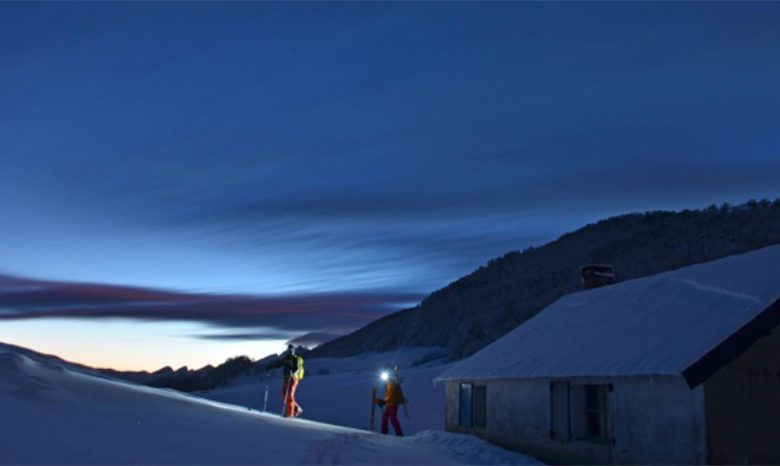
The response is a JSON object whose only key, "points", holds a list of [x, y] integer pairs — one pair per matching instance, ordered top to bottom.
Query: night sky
{"points": [[183, 182]]}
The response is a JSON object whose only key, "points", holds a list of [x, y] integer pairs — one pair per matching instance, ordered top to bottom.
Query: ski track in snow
{"points": [[54, 413]]}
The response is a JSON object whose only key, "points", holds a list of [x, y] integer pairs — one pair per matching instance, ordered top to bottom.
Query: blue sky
{"points": [[376, 149]]}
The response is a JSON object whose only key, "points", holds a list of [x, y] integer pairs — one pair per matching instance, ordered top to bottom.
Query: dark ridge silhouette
{"points": [[477, 309]]}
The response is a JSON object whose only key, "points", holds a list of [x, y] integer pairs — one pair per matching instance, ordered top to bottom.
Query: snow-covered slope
{"points": [[658, 325], [343, 395], [55, 413]]}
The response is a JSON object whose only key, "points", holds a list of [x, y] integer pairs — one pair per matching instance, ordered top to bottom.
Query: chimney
{"points": [[596, 275]]}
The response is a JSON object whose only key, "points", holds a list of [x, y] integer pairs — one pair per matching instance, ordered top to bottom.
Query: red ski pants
{"points": [[288, 395], [391, 414]]}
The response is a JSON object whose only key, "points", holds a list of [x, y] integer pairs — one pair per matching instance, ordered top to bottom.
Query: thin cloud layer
{"points": [[34, 299]]}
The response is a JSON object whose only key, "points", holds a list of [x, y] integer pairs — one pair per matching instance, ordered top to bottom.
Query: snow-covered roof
{"points": [[658, 325]]}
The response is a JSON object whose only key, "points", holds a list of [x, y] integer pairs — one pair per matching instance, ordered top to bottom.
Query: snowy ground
{"points": [[343, 396], [53, 413]]}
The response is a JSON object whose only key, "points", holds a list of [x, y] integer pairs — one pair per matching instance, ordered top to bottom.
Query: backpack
{"points": [[299, 372]]}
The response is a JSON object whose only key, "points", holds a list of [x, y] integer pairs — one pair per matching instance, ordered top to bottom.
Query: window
{"points": [[480, 406], [472, 408], [465, 409], [559, 411], [579, 412]]}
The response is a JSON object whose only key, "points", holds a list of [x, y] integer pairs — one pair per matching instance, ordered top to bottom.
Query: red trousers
{"points": [[288, 395], [391, 414]]}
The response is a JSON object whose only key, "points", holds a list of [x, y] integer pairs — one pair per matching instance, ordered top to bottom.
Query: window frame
{"points": [[472, 401], [583, 402]]}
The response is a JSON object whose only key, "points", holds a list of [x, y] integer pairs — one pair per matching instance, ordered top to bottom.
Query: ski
{"points": [[373, 407]]}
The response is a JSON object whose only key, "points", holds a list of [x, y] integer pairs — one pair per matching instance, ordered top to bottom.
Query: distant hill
{"points": [[477, 309]]}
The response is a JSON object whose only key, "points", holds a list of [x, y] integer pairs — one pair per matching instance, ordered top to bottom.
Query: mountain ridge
{"points": [[474, 310]]}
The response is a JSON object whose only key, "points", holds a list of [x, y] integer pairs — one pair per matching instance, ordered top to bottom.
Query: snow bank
{"points": [[343, 395], [55, 413]]}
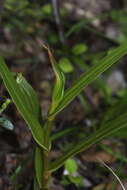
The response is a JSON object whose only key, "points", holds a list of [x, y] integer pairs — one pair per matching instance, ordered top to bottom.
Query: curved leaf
{"points": [[115, 55], [18, 98]]}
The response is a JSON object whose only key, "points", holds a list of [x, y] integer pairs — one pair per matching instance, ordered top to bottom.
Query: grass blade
{"points": [[114, 55], [18, 99], [108, 129]]}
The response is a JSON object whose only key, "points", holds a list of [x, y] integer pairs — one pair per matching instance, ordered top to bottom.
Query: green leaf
{"points": [[79, 49], [66, 65], [91, 75], [58, 90], [30, 96], [18, 98], [5, 105], [4, 122], [108, 129], [39, 166], [71, 166]]}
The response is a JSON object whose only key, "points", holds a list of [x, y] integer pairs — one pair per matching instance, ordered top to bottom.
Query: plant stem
{"points": [[46, 173]]}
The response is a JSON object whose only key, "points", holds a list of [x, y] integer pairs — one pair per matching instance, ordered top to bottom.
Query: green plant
{"points": [[25, 99]]}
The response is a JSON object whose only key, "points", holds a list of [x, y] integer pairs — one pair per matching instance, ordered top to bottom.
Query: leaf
{"points": [[79, 49], [65, 65], [91, 75], [58, 90], [30, 96], [18, 98], [5, 105], [4, 122], [108, 129], [39, 166], [71, 166]]}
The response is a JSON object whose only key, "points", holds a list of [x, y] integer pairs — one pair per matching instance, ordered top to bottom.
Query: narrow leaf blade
{"points": [[115, 55], [18, 98], [108, 129], [39, 166]]}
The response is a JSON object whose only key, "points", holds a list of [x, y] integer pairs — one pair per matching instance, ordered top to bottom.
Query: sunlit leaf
{"points": [[66, 65], [91, 75], [58, 90], [18, 98], [108, 129], [39, 166]]}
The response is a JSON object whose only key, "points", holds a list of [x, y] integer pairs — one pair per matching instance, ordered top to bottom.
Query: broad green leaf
{"points": [[79, 49], [66, 65], [91, 75], [58, 90], [30, 96], [18, 98], [5, 105], [108, 129], [39, 166], [71, 166]]}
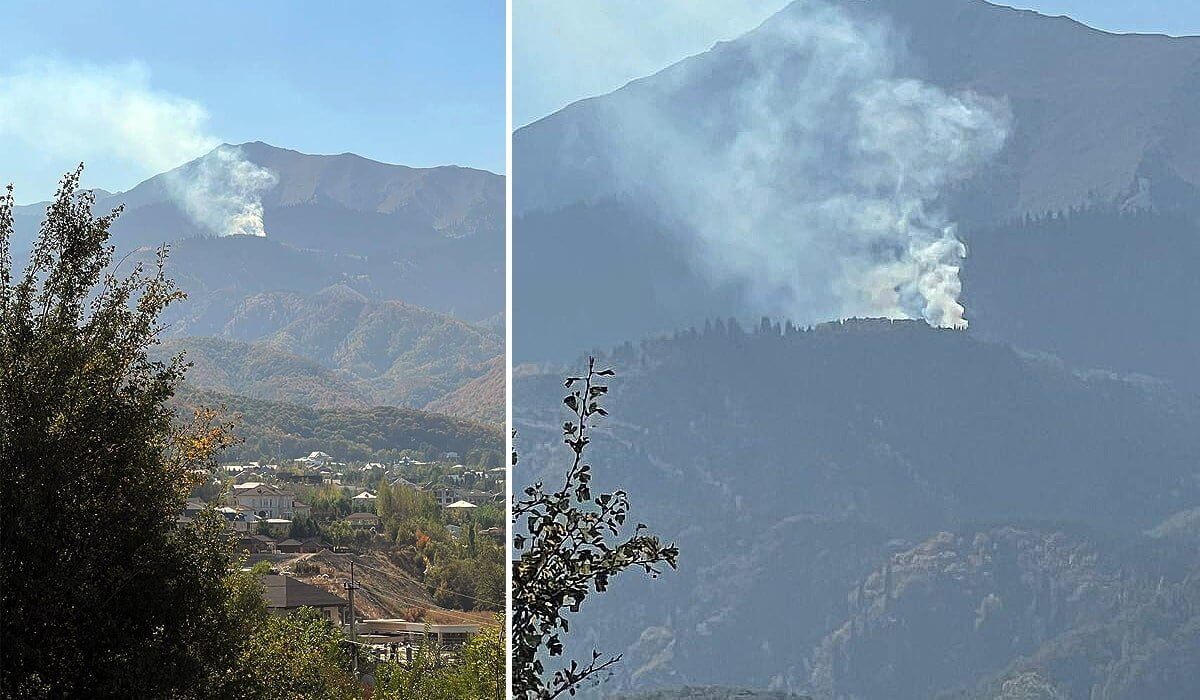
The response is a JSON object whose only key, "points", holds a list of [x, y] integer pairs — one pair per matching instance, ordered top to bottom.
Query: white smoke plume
{"points": [[109, 114], [809, 172], [222, 191]]}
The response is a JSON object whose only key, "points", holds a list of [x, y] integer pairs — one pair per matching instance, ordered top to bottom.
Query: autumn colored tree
{"points": [[101, 594]]}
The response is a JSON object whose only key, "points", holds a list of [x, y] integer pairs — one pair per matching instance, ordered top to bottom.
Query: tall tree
{"points": [[570, 548], [101, 594]]}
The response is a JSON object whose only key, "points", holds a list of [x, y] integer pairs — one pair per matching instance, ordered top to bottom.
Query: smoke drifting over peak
{"points": [[111, 114], [808, 171], [222, 191]]}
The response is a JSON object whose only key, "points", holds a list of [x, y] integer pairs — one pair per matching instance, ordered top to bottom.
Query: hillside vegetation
{"points": [[275, 430], [885, 510]]}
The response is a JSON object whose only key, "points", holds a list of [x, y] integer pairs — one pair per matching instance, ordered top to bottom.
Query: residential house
{"points": [[317, 459], [268, 501], [364, 502], [363, 520], [288, 546], [286, 594], [399, 633]]}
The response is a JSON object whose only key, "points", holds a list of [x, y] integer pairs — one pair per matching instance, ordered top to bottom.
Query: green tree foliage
{"points": [[568, 551], [100, 593], [300, 656]]}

* Task item
Omit all pictures while transcribing the entries verbatim.

* Answer for the task
The response is a JSON object whose only key, "points", holds a list of [x, y] integer pairs — one pair per matching instance, ordered top to bottom.
Query: night sky
{"points": [[183, 182]]}
The response is a JSON object whose only key, "points", holds a list of [x, y] integer pairs — one pair per matching instance, ordered top to bottom.
Query: ski track in snow
{"points": [[54, 413]]}
The response is a JSON object whose only key, "points", holds a list of [x, y] integer pairs — one pair per matching instance, ordered top to bottom.
Query: blue sky
{"points": [[376, 149]]}
The response is a JSON object whose only key, "points", holds a list of [x, y] integer pairs — one pair per matching instance, ordered top to bottom.
Query: dark ridge silhouette
{"points": [[477, 309]]}
The response is a JSON object whose only key, "points", holds a list of [x, y] integer pairs — one pair per matching instance, ordered top to bottom.
Query: snow-covered slope
{"points": [[658, 325], [343, 395], [55, 413]]}
The response is a JSON object whose only key, "points", holds a list of [x, y] integer pairs — one pair per matching instance, ordered top to bottom.
Query: chimney
{"points": [[596, 275]]}
The response is a JSON object whose only key, "points", holds a list of [x, y] integer pairs — one pair per matching instance, ordered top to bottom.
Query: red ski pants
{"points": [[288, 395], [391, 414]]}
The response is a JSON object whose only key, "points", holds a list of [x, y] integer pairs — one pair per matching instance, ordered top to bottom.
Query: thin cloud layer
{"points": [[34, 299]]}
The response is a JSON object whose only key, "points", holds a list of [x, y] integer pairs — one pair per matching instance, ordered top to bottom.
Query: snow-covered roof
{"points": [[658, 325]]}
The response is a JSON object whose only key, "points", holds a list of [x, y] integer pairs — one pair per matching instance, ordered top to bottom.
Query: snowy ground
{"points": [[343, 396], [53, 413]]}
The response is a JSON object whose only key, "points", holds a list of [x, y] integer pairs — one pair per matching instance, ordered top to bottom.
Query: backpack
{"points": [[299, 372]]}
The response is a JSON object whose only key, "points", holds a list of [x, y] integer pairs — one pair per matching instance, ordered top to bottom.
Query: window
{"points": [[480, 406], [472, 408], [465, 409], [559, 411], [579, 412]]}
The response is a JSON object whose only key, "points", holds a list of [x, y] integer pairs — one pair per matching instance, ordered top to bottom.
Query: red trousers
{"points": [[288, 395], [391, 414]]}
The response is a JSON object whose only key, "points", holds a list of [x, y] integer pairs — one pair per matching instance, ordered top to bottom.
Query: window frame
{"points": [[472, 401], [583, 402]]}
The response is a JSON object whose only key, "points", holds a list of [x, y] integer pairs — one pair per matching instance, ordered top to bottom.
Query: ski
{"points": [[373, 407]]}
The response is a JSON object whose only key, "points", holds a list of [x, y] integer pairs — one pair per matching instance, ordered top to bottom.
Query: distant hill
{"points": [[477, 309]]}
The response is a JSON object whose only key, "points", holds a list of [x, y] integer pairs — one pair per matching instance, ordered top to bottom.
Query: mountain ridge
{"points": [[474, 310]]}
The response is a JSON object whose only key, "points", holds a list of [x, y] integer pairs — one pair per matching instance, ordered top to bottom.
Query: snow bank
{"points": [[343, 395], [55, 413]]}
The response is a JSON object whose only key, "points", holds a list of [x, y] integer pairs — one pair per matching instance, ordered top to bottom.
Query: curved leaf
{"points": [[115, 55], [18, 98]]}
The response is a JSON object whose only key, "points", holds a list of [x, y] integer pairs — one pair per matching instance, ordered top to bottom.
Query: grass blade
{"points": [[114, 55], [18, 99], [108, 129]]}
The response is a JSON object whose only key, "points", holds a list of [x, y] integer pairs — one pair per matching instance, ordered top to bottom.
Query: green leaf
{"points": [[79, 49], [66, 65], [91, 75], [58, 90], [30, 96], [18, 98], [5, 105], [4, 122], [108, 129], [39, 166], [71, 166]]}
The response is a JSON object whose only key, "points", holds a list of [x, y] integer pairs — one pair per matching instance, ordered top to bottom.
Query: plant stem
{"points": [[46, 173]]}
The response is a JSON object whose only key, "points", holds a list of [x, y] integer pairs — one pair per matching instance, ordered top to bottom.
Query: green plant
{"points": [[25, 99]]}
The response is a JSON object whose only key, "points", holds a list of [x, y] integer pairs — one pair per matching instance, ordered top to bottom.
Query: leaf
{"points": [[79, 49], [65, 65], [91, 75], [58, 90], [30, 96], [18, 98], [5, 105], [4, 122], [108, 129], [39, 166], [71, 166]]}
The response is a JSON object whose only key, "points", holds a list of [x, y] integer pairs — one pair per matching instance, ordered top to bottom.
Query: narrow leaf blade
{"points": [[115, 55], [18, 98], [108, 129], [39, 166]]}
The response is a JSON object whose only key, "points", holds a list of [x, y] integer pairs — one pair per matching instance, ordered top to bottom.
Query: sunlit leaf
{"points": [[66, 65], [91, 75], [58, 90], [18, 98], [108, 129], [39, 166]]}
The response is a JSON object whose only key, "points", holds a list of [x, y] integer pairs — one pair per matching instance, ordered top to bottom.
Query: broad green leaf
{"points": [[79, 49], [66, 65], [91, 75], [58, 90], [30, 96], [18, 98], [5, 105], [108, 129], [39, 166], [71, 166]]}
The response is a JSON object whose only key, "points", holds a list of [x, y] integer pairs — one pair per matching instance, ordered top to bottom.
Query: white smoke plume
{"points": [[109, 114], [809, 172], [222, 191]]}
The response is a JSON object whose only key, "points", holds a list of [x, y] integer pairs — one pair per matching instance, ordered top to bottom.
Query: autumn colored tree
{"points": [[101, 594]]}
The response is a JSON object whose only key, "points", holds a list of [x, y] integer pairs — one pair per matching instance, ordered top to bottom.
Query: tall tree
{"points": [[570, 548], [101, 594]]}
The response is a JSON object whose only key, "points", holds a list of [x, y] integer pairs — one pair per matching instance, ordered top to bottom.
Query: smoke drifting over peak
{"points": [[111, 114], [808, 171], [222, 191]]}
The response is a JSON object whose only key, "points", holds a list of [x, y] integer pairs — one pair per matching instance, ordered top to bottom.
Query: hillside vegetation
{"points": [[275, 430], [885, 510]]}
The response is a JSON object whose only key, "points", holds a list of [x, y] integer pairs — one pair per matching instance, ordered top to bottom.
Query: residential house
{"points": [[317, 459], [268, 501], [364, 502], [363, 520], [288, 546], [286, 594], [399, 633]]}
The response is a JSON object whose only key, "points", holds a list of [x, y] integer pairs — one pair per matching instance, ordered top to bottom.
Query: green tree foliage
{"points": [[568, 551], [100, 593], [300, 656]]}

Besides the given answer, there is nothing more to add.